* _GIVEN PROBLEM_
Transcribe verbatim the portion of the data below that begins with the line containing "of the calm" and ends with the line containing "230), (328, 232)]", including both of those lines.

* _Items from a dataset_
______________________________

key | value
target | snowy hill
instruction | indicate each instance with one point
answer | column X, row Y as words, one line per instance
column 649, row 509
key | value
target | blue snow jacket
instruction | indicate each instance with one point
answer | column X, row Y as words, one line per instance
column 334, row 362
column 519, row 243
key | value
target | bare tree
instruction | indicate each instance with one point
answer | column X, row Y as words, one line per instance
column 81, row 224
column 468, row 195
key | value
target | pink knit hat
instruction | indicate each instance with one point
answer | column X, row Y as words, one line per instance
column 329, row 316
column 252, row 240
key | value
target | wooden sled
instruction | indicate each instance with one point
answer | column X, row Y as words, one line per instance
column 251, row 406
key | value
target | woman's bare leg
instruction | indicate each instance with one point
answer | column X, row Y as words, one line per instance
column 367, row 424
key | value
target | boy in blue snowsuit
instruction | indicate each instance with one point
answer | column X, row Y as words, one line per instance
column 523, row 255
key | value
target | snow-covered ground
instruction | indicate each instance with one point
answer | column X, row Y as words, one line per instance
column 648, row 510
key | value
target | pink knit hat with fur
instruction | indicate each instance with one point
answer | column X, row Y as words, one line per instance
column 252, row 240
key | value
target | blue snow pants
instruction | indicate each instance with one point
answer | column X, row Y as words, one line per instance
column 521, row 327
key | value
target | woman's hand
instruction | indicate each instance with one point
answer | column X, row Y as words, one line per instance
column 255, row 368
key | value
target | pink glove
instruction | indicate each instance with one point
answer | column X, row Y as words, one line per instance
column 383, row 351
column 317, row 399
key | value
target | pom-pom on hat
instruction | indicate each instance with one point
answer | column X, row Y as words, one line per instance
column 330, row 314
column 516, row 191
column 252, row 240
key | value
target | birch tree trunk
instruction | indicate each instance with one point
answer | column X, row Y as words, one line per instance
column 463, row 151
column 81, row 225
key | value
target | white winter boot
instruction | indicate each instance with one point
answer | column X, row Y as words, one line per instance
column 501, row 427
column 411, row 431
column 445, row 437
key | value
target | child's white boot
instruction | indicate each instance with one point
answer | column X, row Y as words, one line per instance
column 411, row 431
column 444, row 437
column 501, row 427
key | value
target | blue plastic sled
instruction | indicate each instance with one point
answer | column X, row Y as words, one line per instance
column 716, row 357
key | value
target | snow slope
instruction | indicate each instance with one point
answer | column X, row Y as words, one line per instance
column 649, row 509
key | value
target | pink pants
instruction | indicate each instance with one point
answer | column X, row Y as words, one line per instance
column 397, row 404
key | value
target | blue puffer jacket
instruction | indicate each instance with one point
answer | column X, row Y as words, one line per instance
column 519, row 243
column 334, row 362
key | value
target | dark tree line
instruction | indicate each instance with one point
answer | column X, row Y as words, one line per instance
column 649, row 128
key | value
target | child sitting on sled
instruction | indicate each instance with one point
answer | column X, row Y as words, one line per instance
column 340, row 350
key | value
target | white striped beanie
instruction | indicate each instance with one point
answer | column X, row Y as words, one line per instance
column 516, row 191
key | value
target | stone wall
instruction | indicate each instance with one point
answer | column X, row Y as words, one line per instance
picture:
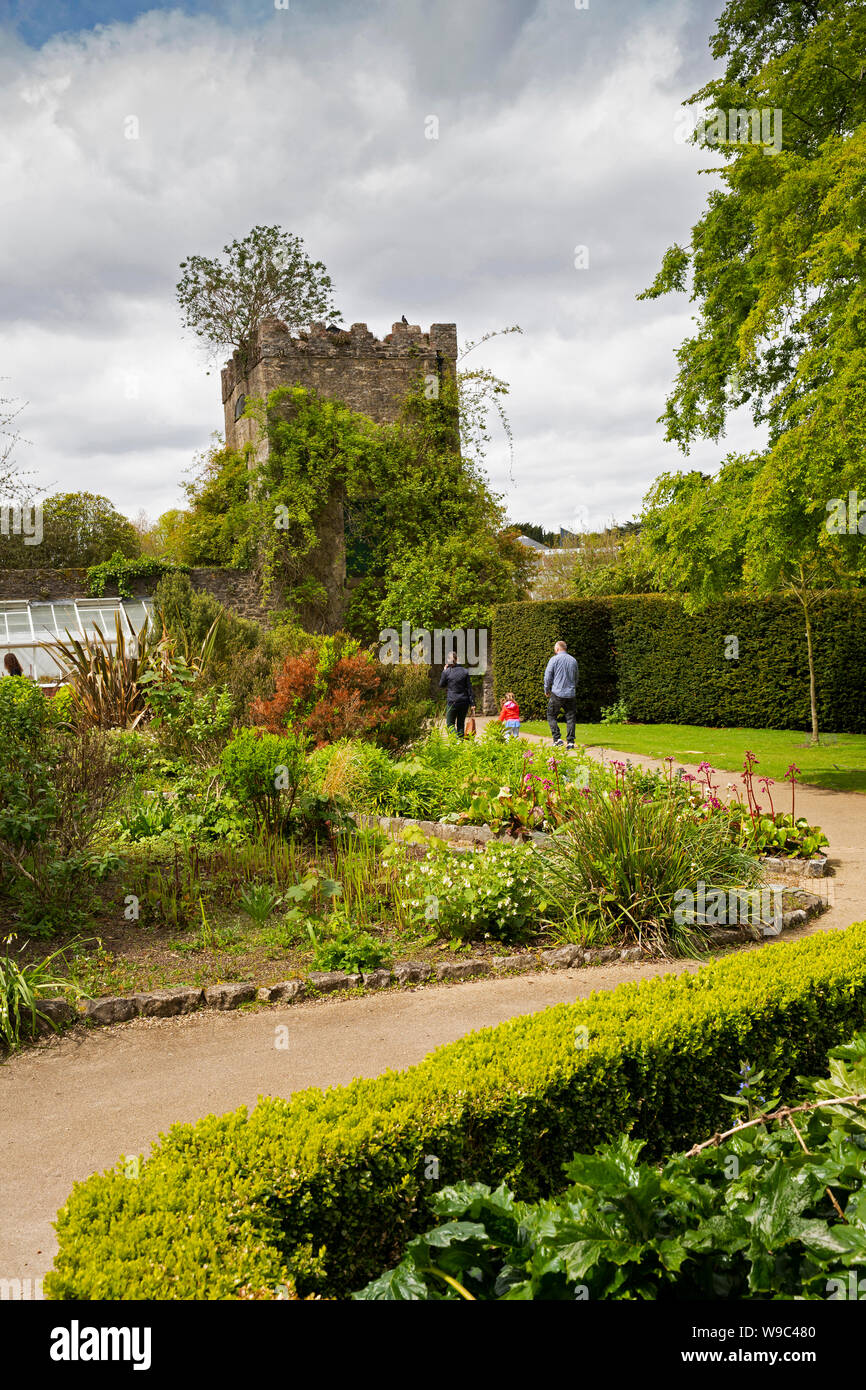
column 43, row 584
column 238, row 590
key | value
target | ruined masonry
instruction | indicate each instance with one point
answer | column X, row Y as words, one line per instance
column 364, row 373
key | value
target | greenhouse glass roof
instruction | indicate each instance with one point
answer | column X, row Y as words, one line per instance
column 25, row 626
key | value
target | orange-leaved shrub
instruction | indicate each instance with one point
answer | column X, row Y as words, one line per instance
column 338, row 692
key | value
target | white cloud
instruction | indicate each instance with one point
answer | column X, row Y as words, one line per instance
column 556, row 128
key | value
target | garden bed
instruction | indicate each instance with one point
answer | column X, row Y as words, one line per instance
column 168, row 1002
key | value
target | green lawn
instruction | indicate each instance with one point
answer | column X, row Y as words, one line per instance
column 838, row 762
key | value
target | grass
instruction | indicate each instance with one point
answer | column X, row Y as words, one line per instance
column 838, row 762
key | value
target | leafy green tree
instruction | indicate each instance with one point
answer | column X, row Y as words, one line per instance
column 452, row 583
column 267, row 273
column 777, row 260
column 761, row 526
column 777, row 270
column 79, row 528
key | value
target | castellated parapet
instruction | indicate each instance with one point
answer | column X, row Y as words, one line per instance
column 366, row 373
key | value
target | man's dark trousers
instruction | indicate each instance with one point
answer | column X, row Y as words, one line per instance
column 567, row 705
column 455, row 716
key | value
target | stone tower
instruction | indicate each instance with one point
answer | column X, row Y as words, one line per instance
column 364, row 373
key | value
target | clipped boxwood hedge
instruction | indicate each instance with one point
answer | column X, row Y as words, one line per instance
column 670, row 666
column 523, row 637
column 328, row 1187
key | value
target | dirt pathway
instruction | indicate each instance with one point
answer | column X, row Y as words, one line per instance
column 72, row 1104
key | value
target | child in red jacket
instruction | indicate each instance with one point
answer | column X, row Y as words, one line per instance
column 509, row 715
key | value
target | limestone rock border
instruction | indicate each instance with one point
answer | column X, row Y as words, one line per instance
column 163, row 1004
column 466, row 837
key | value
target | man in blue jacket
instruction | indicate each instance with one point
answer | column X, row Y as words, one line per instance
column 560, row 688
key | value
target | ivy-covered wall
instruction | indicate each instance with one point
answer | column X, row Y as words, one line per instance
column 738, row 663
column 239, row 590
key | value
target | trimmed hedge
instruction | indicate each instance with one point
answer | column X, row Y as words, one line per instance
column 523, row 637
column 328, row 1187
column 670, row 666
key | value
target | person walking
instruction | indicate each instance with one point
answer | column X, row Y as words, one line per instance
column 459, row 697
column 509, row 715
column 560, row 690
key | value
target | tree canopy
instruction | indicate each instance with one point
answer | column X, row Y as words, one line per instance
column 267, row 273
column 79, row 528
column 777, row 260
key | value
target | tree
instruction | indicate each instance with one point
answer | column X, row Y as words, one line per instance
column 267, row 273
column 13, row 488
column 453, row 581
column 777, row 260
column 78, row 530
column 777, row 268
column 748, row 528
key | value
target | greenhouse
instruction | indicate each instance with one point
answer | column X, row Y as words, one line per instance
column 25, row 627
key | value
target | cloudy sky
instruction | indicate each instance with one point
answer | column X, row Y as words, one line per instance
column 558, row 128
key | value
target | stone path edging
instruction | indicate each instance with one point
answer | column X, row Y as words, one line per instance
column 164, row 1004
column 467, row 836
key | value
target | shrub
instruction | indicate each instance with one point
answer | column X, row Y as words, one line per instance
column 341, row 692
column 523, row 637
column 54, row 792
column 345, row 948
column 106, row 676
column 327, row 1187
column 264, row 772
column 749, row 1218
column 489, row 893
column 622, row 863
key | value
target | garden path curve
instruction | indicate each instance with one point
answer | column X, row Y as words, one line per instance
column 71, row 1104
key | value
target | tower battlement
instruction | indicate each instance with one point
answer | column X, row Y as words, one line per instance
column 366, row 373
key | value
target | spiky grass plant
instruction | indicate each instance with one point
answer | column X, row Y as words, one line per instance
column 21, row 988
column 619, row 870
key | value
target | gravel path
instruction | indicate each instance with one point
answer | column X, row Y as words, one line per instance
column 72, row 1104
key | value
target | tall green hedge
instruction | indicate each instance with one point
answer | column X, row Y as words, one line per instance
column 328, row 1187
column 523, row 638
column 670, row 667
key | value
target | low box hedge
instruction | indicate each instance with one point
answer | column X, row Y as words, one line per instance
column 327, row 1187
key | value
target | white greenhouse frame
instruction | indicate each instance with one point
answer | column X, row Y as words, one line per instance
column 25, row 626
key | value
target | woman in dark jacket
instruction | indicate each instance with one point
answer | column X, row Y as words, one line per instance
column 459, row 697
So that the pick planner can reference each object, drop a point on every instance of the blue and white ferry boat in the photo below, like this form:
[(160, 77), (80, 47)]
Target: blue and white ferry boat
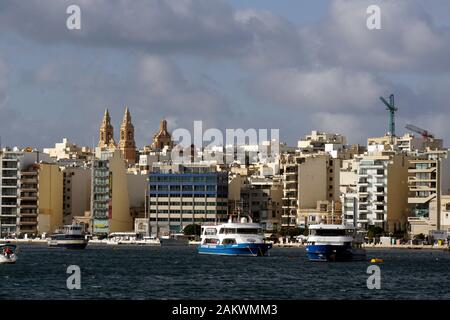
[(239, 238), (71, 237), (334, 242)]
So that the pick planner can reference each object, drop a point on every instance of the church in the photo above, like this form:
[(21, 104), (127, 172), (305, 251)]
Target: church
[(127, 144)]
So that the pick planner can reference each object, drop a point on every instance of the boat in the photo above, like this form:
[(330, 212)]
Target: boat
[(334, 242), (177, 239), (235, 238), (8, 253), (123, 238), (70, 237), (148, 241)]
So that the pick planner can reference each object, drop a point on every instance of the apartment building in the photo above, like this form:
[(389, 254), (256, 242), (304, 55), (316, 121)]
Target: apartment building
[(50, 198), (428, 181), (383, 191), (76, 192), (110, 205), (306, 180), (179, 195), (259, 197), (22, 190)]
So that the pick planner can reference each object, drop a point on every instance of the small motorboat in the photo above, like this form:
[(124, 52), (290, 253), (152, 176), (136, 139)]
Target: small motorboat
[(8, 253)]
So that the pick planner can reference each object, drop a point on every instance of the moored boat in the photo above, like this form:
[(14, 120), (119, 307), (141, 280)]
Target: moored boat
[(334, 242), (71, 237), (8, 253), (174, 240), (238, 238)]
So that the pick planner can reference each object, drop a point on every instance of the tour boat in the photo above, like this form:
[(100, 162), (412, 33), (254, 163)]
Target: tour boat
[(148, 241), (177, 239), (238, 238), (71, 237), (334, 242), (8, 253)]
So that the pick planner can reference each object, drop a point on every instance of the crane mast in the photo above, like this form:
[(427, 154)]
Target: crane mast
[(390, 106)]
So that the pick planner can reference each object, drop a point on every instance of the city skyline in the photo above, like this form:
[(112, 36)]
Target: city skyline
[(233, 64)]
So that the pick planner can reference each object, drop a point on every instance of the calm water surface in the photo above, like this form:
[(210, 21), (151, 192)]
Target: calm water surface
[(180, 273)]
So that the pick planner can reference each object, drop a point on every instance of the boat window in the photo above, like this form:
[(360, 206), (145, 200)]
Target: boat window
[(228, 241), (249, 230), (211, 241), (210, 231), (227, 230), (328, 232)]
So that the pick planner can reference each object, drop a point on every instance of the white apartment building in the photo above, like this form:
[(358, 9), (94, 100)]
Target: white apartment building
[(382, 192), (18, 188)]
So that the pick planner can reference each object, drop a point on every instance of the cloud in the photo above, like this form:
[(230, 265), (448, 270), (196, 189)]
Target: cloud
[(153, 88), (408, 41), (328, 89), (3, 83), (200, 26)]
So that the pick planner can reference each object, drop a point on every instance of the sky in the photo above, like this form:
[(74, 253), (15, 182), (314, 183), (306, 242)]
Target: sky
[(290, 65)]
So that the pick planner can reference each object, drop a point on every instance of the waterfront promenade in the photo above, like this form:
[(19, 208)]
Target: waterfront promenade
[(276, 245)]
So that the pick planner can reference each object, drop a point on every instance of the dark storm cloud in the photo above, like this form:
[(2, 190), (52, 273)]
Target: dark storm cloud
[(183, 26), (328, 75)]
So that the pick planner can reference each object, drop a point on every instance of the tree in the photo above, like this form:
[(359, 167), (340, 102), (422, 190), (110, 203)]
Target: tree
[(192, 230)]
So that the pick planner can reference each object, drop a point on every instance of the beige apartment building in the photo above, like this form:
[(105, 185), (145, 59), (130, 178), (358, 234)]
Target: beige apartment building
[(110, 202), (429, 182), (407, 143), (50, 198), (76, 192), (259, 197), (308, 179)]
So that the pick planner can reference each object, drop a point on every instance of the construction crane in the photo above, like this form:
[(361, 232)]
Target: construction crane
[(390, 106), (425, 133)]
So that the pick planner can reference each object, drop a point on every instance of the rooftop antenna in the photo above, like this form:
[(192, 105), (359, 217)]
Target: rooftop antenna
[(390, 106)]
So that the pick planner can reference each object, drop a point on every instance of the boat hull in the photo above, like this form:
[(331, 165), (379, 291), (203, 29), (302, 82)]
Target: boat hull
[(68, 244), (243, 249), (173, 242), (334, 253), (8, 260)]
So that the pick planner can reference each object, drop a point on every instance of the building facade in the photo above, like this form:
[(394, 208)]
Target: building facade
[(383, 191), (428, 181), (179, 195), (127, 145)]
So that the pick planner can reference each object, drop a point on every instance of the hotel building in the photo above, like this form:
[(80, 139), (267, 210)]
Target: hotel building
[(183, 194)]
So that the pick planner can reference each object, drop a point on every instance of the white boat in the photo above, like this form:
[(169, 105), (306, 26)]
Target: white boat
[(148, 241), (334, 242), (71, 237), (124, 238), (236, 238), (177, 239), (8, 253)]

______________________________

* _RESPONSE BELOW_
So that the pick planner can reference each object, drop a point on every instance of the calm water surface in the photo above, like this form:
[(210, 21), (151, 192)]
Target: calm water surface
[(180, 273)]
So that the pick planner can reference each object, drop a point on every instance of the boat window in the photo above, like this form:
[(360, 206), (145, 200)]
Target: boat window
[(228, 241), (249, 230), (211, 241), (210, 231), (227, 230), (328, 232)]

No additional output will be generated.